Exercise tasks –
(A) Answer these questions about the article on Chris Wondolowski's visit to Kiowa Nation:
(i) Which school will Wondolowski visit tomorrow?
(ii) What did each elder receive at the luncheon?
(iii) In which three areas is the annual elder payment event held?
(B) Write the next part of the article on Chris Wondolowski's visit to Kiowa Nation, picking up from its final sentence.
==== Source extract
Some players take trips to exotic locations and relax during their offseasons.
Chris Wondolowski will do just that, but not before a weeklong trip to support and embrace his Native American heritage. He was the official witness for the signing of an agreement between Native Americans and the American Health Service in Washington D.C. earlier this week, and now finds himself in the land of his ancestors – Kiowa Nation.
Today, Wondolowski dropped by a luncheon hosted by leaders in the Kiowa community to celebrate elders still with the tribe. Each elder, or person over 65 years old, received a cash gift, coupon for a turkey and a jacket with the Kiowa logo emblazoned on the back. Tomorrow, Chris will stop by the Riverside Indian School – the same school his grandma attended many years ago – and will bring the beautiful game to Kiowa youth with a free soccer clinic.
Wondolowski has become a hero here in Oklahoma City to the many Native youth and adults that became enamored with the star striker during the 2014 FIFA World Cup. One of those fans is Amber C. Toppah, Chairman of the Kiowa Business Committee. Toppah hadn’t watched a lot of soccer before Wondo came around, but, like many folks in this community, she was glued to the TV when she found out a fellow Kiowa would represent the United States in the world’s biggest sporting event.
SJEarthquakes.com caught up with Toppah following Thursday’s luncheon. Here’s what she had to say about Wondo, the World Cup and soccer in Kiowa Nation:
SJEarthquakes.com: Tell me a bit about today’s event.
Amber C. Toppah: We do an annual elder payment event. We do it in Tulsa, OKC and the Carnegie area. It’s a small token of appreciation where you hit a certain age and we give them some Christmas funds to help out during the season. We cherish our elders and it’s truly a blessing to be able to help them out.
SJEQ: What’s it like having Chris Wondolowski attend the event?
========
==== Given records
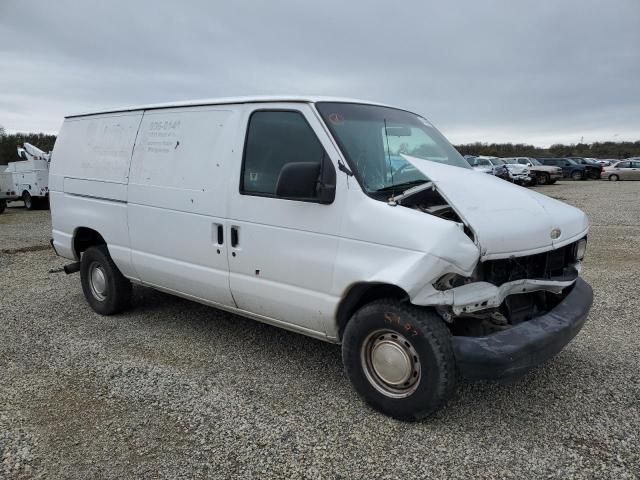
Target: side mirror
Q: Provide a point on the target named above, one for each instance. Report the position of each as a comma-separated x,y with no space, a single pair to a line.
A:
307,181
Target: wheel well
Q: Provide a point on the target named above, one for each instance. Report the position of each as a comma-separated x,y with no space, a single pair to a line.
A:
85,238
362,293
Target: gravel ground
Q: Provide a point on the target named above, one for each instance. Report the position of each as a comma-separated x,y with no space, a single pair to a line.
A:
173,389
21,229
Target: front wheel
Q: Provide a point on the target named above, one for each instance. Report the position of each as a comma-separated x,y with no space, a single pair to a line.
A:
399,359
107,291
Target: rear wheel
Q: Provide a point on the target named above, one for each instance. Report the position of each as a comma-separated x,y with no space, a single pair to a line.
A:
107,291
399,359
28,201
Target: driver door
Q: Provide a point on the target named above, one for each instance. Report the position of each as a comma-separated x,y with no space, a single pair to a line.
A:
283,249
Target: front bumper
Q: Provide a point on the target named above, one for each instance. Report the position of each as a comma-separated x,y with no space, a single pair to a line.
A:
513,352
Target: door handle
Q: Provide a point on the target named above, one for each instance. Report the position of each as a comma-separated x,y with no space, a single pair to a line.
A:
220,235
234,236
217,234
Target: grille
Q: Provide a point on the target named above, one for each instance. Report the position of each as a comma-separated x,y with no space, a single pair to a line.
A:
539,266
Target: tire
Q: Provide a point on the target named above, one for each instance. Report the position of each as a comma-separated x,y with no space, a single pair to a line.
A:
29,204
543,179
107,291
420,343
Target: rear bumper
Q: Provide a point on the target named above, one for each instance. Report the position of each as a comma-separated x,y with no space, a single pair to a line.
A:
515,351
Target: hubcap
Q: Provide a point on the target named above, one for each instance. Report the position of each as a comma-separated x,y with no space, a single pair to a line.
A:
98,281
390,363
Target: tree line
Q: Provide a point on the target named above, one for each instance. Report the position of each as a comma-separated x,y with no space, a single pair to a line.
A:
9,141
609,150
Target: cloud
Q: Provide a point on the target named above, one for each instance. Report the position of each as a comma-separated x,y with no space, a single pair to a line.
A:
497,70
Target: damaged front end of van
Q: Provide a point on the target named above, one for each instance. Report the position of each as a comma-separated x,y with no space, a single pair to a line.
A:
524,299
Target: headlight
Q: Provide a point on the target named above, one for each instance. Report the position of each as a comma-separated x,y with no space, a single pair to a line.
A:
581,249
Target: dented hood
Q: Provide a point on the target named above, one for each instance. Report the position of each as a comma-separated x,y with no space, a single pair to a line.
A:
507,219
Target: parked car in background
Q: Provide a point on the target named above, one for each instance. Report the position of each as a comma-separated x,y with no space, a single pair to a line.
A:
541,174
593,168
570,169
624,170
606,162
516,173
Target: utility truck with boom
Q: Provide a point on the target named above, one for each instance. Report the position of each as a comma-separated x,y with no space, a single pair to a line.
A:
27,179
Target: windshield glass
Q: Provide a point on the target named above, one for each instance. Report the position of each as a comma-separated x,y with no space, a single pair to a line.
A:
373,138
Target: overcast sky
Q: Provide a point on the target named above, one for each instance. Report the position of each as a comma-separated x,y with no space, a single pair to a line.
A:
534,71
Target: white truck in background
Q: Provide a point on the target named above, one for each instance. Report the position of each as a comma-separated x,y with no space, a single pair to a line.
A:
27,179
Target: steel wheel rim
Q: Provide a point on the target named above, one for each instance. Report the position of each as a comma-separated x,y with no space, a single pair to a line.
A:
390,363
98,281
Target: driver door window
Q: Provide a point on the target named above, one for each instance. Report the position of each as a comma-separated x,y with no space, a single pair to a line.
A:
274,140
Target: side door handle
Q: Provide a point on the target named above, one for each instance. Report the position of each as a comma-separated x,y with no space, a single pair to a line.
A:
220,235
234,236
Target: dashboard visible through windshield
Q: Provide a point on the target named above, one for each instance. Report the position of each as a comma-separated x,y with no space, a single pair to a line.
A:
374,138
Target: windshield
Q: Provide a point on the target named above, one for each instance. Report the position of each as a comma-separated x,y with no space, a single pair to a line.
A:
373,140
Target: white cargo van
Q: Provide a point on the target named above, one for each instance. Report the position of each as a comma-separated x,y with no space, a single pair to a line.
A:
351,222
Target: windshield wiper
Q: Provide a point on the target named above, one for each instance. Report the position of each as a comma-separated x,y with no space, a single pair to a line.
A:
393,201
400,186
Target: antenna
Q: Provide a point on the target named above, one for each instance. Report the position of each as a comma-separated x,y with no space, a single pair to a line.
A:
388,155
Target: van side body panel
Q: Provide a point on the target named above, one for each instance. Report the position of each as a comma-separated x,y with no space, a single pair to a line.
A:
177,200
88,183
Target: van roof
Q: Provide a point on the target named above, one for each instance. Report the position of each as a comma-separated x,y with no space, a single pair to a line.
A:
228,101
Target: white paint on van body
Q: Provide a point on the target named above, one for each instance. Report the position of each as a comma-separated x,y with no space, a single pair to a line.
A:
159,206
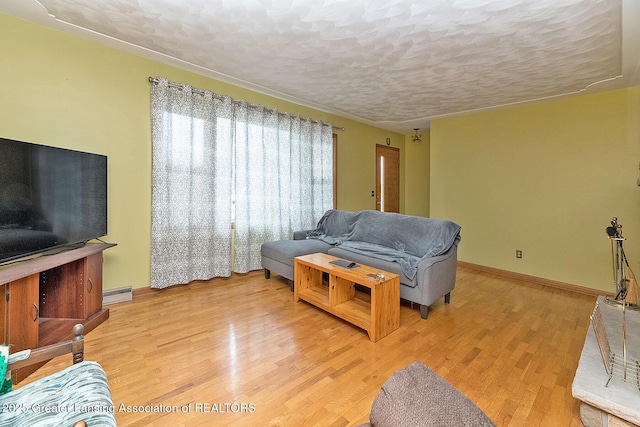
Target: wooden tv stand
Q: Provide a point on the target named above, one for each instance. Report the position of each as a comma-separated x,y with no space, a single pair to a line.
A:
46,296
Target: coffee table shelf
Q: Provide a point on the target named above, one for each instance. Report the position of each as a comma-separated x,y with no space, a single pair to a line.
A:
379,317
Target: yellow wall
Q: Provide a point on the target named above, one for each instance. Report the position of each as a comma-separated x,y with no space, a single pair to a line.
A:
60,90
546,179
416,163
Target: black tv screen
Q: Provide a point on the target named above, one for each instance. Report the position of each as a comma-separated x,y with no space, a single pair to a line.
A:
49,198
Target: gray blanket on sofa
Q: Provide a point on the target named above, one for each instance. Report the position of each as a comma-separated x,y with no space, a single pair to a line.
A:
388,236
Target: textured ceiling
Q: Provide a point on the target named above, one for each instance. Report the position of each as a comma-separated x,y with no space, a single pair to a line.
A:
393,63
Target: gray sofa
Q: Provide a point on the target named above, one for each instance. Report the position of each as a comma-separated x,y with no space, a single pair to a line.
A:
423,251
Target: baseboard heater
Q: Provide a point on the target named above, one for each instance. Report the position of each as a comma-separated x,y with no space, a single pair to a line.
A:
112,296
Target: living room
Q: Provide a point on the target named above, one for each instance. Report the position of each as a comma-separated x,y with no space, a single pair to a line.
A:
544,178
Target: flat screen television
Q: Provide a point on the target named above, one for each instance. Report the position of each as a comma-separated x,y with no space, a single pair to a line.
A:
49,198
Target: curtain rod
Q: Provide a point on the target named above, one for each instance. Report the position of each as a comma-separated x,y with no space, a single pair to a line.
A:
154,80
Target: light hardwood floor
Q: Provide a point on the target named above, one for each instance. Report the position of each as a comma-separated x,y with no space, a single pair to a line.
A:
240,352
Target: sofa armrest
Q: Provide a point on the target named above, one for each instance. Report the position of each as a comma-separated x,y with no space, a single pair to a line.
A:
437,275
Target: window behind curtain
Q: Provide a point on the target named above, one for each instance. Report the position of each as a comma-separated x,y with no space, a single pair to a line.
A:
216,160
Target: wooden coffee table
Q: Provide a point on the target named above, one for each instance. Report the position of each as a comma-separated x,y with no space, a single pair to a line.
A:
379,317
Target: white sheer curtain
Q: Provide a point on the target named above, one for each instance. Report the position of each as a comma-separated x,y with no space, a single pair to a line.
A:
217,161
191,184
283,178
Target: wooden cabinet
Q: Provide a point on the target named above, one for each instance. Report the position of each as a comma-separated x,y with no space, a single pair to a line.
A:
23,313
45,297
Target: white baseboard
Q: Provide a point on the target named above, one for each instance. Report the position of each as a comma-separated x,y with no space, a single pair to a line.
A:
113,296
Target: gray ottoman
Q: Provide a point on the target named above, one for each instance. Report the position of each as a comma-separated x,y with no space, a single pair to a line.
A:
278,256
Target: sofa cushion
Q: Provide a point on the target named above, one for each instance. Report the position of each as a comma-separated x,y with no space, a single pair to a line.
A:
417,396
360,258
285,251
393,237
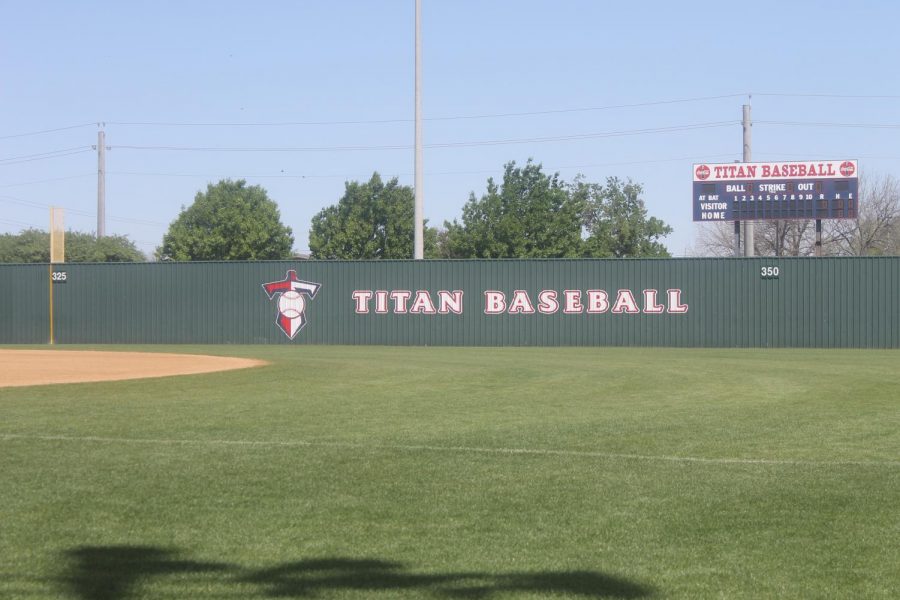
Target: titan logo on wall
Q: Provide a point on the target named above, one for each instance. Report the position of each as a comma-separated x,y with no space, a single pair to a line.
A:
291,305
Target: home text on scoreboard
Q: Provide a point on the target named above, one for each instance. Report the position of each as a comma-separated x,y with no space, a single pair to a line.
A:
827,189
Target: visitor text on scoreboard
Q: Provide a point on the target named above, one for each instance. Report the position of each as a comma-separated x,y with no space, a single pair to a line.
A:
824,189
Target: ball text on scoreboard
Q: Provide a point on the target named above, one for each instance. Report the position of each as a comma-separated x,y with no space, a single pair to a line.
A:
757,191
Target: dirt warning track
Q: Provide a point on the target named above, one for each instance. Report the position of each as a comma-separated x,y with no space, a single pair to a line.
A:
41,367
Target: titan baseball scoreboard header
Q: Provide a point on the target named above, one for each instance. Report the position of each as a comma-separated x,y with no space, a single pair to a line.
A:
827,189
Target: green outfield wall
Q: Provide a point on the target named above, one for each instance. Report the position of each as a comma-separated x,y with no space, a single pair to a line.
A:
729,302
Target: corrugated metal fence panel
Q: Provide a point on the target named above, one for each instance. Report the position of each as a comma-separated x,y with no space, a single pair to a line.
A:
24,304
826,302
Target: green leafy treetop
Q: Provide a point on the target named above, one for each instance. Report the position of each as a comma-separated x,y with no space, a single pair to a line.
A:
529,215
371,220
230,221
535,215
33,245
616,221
========
Numbered answers –
(A)
(i) The Riverside Indian School.
(ii) A cash gift, a coupon for a turkey and a jacket with the Kiowa logo on the back.
(iii) Tulsa, OKC and the Carnegie area.

(B)
ACT: As soon as everybody heard, they were like, “Where is he going to be and how can we meet him?” It’s also important for our elders to see that there are young Kiowa out there doing their own profession and doing their own thing. It just so happens that he’s a sports star. The thing with 2014, sports figures are icons and that also helps out with our community with the soccer clinic on Friday. He’s really a role model for the Kiowa tribe.
SJEQ: Are there many soccer fans in Kiowa Nation?
ACT: Like I said earlier [during the luncheon], we didn’t really know about soccer, because it’s still new to the United States and especially the Kiowa, but there are some fanatics now. With soccer becoming more mainstream and the World Cup, they’re getting excited about it.
SJEQ: I hear you guys hosted some viewing parties during the World Cup. How did those go?
ACT: There were viewing parties with our elders at the AOA Center. Chris’ grandfather also had people over to his house. It was something to teach and show the game and also root on one of our fellow tribesmen.
SJEQ: How does Chris’ Kiowa name, Bau Daigh (Warriors Coming Over Hill) applicable to him?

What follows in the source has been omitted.